ACTIVITY: Please reproduce, exactly and in full, the lines from the one containing "Could you please locate the leftmost" to the end of the material below.
--- INPUT DATA Enclosed Below ---
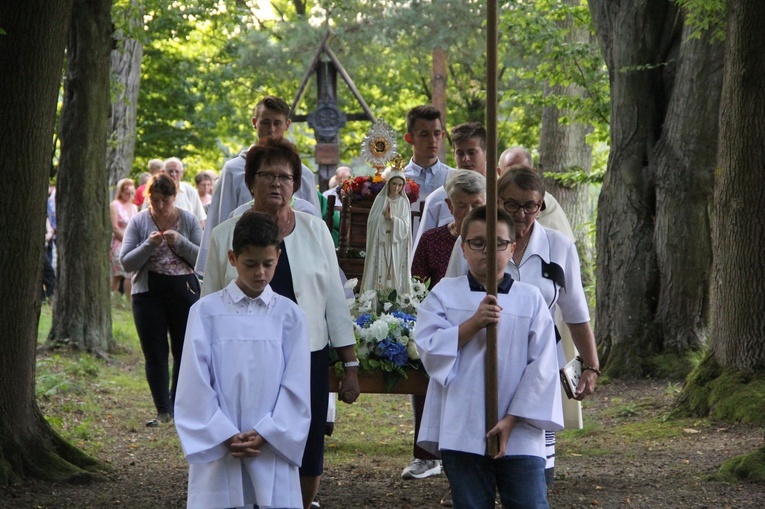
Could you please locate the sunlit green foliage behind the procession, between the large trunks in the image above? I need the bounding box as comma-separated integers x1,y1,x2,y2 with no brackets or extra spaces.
131,0,608,174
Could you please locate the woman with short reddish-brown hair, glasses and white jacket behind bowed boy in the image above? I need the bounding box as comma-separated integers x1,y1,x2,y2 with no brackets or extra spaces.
202,138,359,508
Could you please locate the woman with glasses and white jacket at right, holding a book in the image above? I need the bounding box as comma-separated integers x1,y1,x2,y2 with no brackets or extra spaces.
446,166,600,484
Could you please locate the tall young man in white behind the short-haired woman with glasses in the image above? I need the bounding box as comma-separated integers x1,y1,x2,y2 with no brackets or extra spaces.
195,95,321,275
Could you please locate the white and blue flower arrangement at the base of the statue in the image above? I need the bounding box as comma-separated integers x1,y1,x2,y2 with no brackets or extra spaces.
336,278,428,392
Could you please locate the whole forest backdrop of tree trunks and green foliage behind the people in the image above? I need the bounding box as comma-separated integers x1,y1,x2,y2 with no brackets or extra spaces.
0,0,765,492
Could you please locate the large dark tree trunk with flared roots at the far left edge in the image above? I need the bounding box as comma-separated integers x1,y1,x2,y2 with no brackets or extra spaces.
0,0,103,485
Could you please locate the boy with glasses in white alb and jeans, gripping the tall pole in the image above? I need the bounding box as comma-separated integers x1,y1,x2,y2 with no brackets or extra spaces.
415,207,563,508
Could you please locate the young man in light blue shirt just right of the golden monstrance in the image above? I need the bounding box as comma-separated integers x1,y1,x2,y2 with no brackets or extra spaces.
404,105,453,208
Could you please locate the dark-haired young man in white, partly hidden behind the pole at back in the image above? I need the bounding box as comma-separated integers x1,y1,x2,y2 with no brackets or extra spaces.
412,122,486,253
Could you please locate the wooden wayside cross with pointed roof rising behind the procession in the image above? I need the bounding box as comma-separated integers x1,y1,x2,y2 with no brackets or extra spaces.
290,29,375,191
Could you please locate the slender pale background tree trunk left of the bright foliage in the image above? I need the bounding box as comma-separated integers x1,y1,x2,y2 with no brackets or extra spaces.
106,0,143,197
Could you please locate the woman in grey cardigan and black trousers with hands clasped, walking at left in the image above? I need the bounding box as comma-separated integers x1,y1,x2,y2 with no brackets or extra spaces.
120,173,202,426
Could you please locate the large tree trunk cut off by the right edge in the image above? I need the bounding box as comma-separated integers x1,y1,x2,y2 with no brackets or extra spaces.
710,0,765,373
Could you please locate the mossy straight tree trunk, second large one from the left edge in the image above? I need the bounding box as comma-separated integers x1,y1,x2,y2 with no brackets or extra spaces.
48,0,113,354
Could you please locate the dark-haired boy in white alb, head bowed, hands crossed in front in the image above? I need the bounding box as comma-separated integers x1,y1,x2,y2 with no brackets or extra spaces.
175,212,311,509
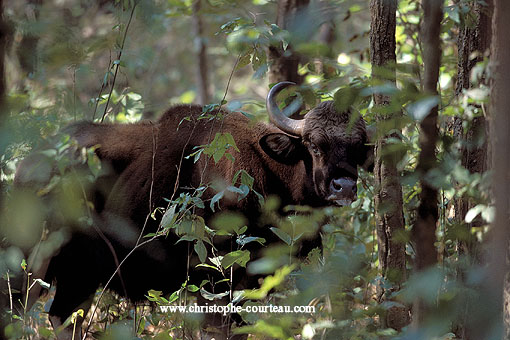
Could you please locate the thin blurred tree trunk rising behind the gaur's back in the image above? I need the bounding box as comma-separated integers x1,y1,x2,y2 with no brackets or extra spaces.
192,0,211,105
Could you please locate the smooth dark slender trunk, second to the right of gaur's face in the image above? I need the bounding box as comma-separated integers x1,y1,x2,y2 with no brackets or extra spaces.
411,0,443,327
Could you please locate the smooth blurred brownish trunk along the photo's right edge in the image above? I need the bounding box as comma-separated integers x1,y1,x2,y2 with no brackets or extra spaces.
492,0,510,339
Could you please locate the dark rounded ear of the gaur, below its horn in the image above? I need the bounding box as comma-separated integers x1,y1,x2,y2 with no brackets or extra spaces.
259,133,304,165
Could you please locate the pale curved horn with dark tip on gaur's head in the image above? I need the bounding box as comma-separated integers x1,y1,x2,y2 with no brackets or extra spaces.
266,81,305,136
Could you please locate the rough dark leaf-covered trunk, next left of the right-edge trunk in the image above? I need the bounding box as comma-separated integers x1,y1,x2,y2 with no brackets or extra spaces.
453,0,493,340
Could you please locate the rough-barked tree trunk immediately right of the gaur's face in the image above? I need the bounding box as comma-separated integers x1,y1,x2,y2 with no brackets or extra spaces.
370,0,409,329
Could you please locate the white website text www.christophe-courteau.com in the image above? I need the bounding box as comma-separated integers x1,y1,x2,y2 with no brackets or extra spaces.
159,304,315,315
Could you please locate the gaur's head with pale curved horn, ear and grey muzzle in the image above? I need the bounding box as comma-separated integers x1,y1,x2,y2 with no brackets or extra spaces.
260,82,372,206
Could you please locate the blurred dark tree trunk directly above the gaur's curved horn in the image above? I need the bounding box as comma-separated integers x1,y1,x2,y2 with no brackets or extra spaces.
269,0,309,85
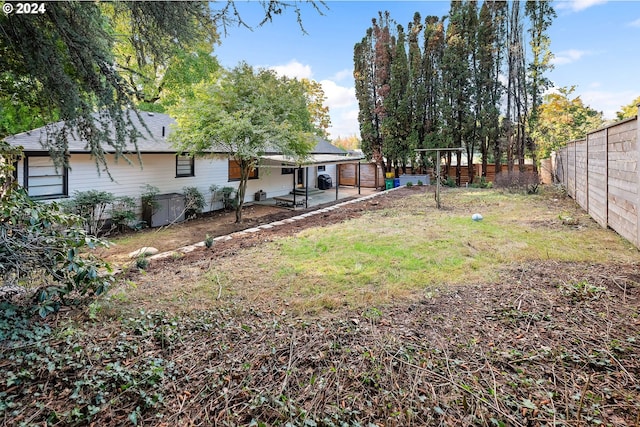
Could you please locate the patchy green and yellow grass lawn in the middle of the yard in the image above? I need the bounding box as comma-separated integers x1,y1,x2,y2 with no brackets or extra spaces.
124,189,638,314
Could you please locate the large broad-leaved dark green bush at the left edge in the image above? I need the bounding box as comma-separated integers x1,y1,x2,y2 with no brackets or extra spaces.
0,188,113,317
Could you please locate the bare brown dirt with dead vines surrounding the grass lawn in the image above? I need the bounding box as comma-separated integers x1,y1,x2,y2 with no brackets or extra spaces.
0,188,640,427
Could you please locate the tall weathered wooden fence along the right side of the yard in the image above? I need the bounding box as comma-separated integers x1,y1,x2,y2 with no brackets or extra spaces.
553,116,640,248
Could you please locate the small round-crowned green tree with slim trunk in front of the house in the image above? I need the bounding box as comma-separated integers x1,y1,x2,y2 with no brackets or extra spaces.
170,63,317,223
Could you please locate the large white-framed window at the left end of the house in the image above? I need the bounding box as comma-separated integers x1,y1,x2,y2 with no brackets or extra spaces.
24,156,69,199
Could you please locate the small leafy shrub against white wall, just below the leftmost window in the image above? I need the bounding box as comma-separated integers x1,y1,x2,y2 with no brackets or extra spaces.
64,190,116,236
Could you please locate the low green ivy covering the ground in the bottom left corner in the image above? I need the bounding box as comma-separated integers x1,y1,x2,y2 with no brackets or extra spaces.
0,310,178,425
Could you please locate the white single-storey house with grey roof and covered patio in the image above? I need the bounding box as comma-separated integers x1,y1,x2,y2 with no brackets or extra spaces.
6,112,361,221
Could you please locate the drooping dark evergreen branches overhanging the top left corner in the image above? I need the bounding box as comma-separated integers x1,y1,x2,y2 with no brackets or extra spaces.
0,0,323,166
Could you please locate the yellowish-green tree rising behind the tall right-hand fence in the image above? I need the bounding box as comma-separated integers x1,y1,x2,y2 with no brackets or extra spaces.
532,86,604,159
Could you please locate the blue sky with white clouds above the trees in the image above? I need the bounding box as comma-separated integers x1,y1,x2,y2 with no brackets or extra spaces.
214,0,640,138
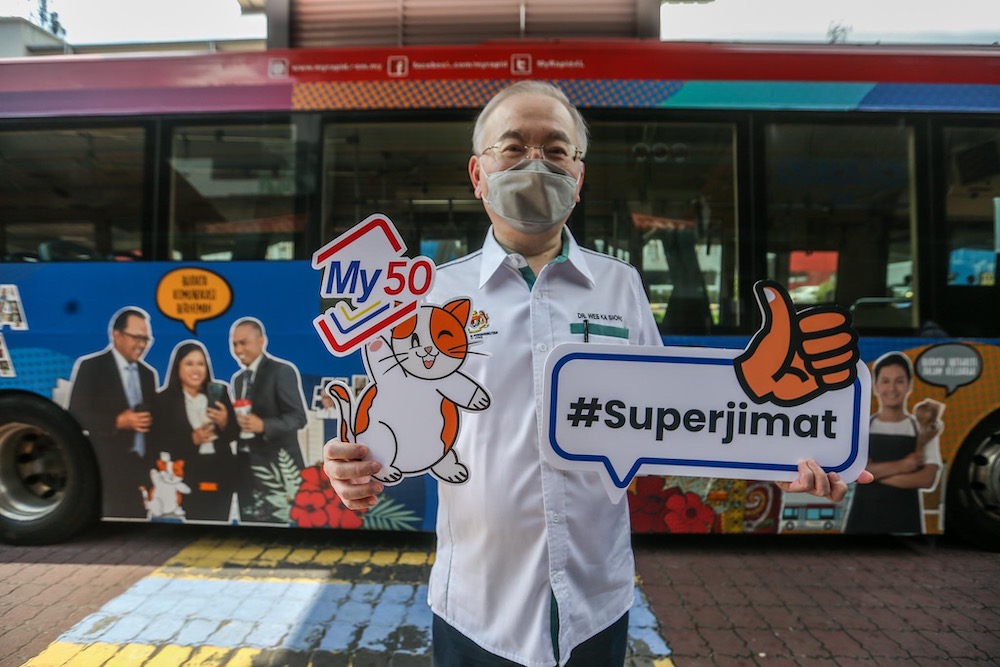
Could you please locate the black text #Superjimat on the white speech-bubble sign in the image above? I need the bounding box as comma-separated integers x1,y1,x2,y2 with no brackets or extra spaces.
566,396,837,445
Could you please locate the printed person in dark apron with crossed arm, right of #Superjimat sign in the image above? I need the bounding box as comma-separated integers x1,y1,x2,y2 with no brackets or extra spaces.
844,352,944,534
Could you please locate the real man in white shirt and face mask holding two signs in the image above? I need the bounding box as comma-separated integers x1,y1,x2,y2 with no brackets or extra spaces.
324,81,872,667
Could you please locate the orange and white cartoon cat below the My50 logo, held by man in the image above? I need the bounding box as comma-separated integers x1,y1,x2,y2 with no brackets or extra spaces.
326,298,492,485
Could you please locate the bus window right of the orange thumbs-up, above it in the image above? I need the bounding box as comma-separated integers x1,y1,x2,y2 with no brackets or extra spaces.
765,124,918,332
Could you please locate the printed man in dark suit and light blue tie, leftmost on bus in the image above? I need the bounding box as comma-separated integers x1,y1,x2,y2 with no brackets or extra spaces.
69,307,157,518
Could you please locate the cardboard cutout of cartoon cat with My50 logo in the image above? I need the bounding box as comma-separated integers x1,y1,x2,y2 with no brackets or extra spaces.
313,214,492,485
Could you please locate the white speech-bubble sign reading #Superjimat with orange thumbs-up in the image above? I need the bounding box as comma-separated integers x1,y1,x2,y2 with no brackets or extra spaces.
542,281,871,502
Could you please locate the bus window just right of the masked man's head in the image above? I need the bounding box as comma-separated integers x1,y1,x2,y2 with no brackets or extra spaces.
584,121,739,334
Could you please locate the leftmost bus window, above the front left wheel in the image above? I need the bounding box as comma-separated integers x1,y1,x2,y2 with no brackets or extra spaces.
0,127,145,262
--- End of Enclosed INPUT DATA ---
EXPECTED OUTPUT:
Could you please locate the leftmost bus window, above the front left wheel in the image above? I need the bounding box as comma-separated integers x1,y1,x2,y2 with no brackets or extra spaces.
0,127,145,262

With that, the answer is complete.